---- Data supplied

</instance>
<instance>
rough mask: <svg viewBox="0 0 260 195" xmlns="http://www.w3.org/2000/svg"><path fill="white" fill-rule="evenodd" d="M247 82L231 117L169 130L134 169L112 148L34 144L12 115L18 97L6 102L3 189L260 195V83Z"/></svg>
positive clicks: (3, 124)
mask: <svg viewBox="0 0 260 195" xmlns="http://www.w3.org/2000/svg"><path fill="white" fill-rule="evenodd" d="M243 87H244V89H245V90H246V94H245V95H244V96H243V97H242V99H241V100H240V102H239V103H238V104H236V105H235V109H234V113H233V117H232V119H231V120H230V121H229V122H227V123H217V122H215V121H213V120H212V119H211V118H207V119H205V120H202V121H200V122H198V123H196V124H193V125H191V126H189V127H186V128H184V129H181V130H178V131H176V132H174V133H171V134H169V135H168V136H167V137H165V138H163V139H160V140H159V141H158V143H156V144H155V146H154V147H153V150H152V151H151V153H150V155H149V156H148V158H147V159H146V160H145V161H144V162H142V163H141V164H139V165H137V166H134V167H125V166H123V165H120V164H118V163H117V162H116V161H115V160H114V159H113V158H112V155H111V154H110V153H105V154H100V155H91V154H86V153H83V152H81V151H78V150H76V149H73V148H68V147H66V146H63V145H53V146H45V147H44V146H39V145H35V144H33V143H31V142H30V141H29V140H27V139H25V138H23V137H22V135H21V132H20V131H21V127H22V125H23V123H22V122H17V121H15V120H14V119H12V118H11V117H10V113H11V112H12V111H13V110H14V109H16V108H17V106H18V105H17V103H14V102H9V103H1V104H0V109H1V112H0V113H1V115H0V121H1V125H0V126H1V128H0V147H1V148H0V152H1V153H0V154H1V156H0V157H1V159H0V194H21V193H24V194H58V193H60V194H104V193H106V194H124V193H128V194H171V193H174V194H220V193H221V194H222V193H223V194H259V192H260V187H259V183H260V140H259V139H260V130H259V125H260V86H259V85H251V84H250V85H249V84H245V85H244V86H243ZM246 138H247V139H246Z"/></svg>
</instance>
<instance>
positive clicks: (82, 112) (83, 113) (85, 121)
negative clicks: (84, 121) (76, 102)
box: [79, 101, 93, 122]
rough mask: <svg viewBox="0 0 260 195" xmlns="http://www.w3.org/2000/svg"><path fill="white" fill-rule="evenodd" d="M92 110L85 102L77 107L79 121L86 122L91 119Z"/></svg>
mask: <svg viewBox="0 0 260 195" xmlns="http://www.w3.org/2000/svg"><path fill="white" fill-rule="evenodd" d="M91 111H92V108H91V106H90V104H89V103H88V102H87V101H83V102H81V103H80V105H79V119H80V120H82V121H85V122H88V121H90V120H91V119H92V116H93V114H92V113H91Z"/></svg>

--------
---- Data supplied

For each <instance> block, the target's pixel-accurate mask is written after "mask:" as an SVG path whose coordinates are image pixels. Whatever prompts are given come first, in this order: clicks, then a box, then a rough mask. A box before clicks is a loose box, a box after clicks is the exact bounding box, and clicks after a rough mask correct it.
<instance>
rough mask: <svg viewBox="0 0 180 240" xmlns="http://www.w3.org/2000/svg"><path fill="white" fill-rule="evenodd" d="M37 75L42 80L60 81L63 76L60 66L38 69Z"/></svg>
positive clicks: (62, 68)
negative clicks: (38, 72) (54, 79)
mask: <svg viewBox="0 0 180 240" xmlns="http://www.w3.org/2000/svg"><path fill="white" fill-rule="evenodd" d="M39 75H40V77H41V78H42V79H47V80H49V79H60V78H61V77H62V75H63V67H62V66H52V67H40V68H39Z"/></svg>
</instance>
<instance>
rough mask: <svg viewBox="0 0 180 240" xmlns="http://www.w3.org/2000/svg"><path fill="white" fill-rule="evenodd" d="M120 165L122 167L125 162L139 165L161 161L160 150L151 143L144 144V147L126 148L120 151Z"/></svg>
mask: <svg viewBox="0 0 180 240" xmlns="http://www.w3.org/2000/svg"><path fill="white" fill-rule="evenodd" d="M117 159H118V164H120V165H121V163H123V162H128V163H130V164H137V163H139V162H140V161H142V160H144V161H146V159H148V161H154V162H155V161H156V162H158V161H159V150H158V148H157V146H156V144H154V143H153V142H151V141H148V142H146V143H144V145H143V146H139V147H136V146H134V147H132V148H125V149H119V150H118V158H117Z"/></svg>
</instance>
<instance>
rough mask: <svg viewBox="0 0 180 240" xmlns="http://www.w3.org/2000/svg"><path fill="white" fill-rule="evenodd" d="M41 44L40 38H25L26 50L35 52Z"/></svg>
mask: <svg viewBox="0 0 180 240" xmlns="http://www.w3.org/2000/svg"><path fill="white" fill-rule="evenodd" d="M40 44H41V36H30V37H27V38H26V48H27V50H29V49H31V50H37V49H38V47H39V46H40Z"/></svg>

--------
---- Data supplied

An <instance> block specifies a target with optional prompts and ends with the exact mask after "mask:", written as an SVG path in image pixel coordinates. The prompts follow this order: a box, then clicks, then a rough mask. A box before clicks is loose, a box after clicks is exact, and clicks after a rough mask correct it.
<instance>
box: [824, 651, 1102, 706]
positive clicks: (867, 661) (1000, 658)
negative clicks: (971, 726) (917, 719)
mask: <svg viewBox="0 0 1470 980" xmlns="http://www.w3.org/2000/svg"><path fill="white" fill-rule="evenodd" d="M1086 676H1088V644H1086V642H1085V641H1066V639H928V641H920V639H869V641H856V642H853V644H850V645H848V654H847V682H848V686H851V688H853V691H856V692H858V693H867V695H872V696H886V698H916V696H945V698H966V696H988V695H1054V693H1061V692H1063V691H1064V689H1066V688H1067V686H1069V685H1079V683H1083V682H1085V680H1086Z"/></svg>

--------

_Exercise requirements_:
Locate every line in the items that contains the string "prompts" with matching case, and copy each of those lines.

_Solution to this exercise_:
For each <instance> block, the target's pixel-accurate mask is written after "mask:" as an SVG path whose coordinates are image pixels. Whatever prompts are given come first, in this order: clicks, then a box, then a rough mask. A box before clicks is a loose box, a box after clicks is the exact bounding box, and clicks after a rough mask correct it.
An <instance> block specifies a target with optional prompts and ends with the exact mask after "mask:", written as an SVG path in image pixel coordinates. The prompts follow this order: a box, then clicks, then a rough mask. A box before clicks is loose, a box after clicks is exact, and clicks after a rough mask correct it.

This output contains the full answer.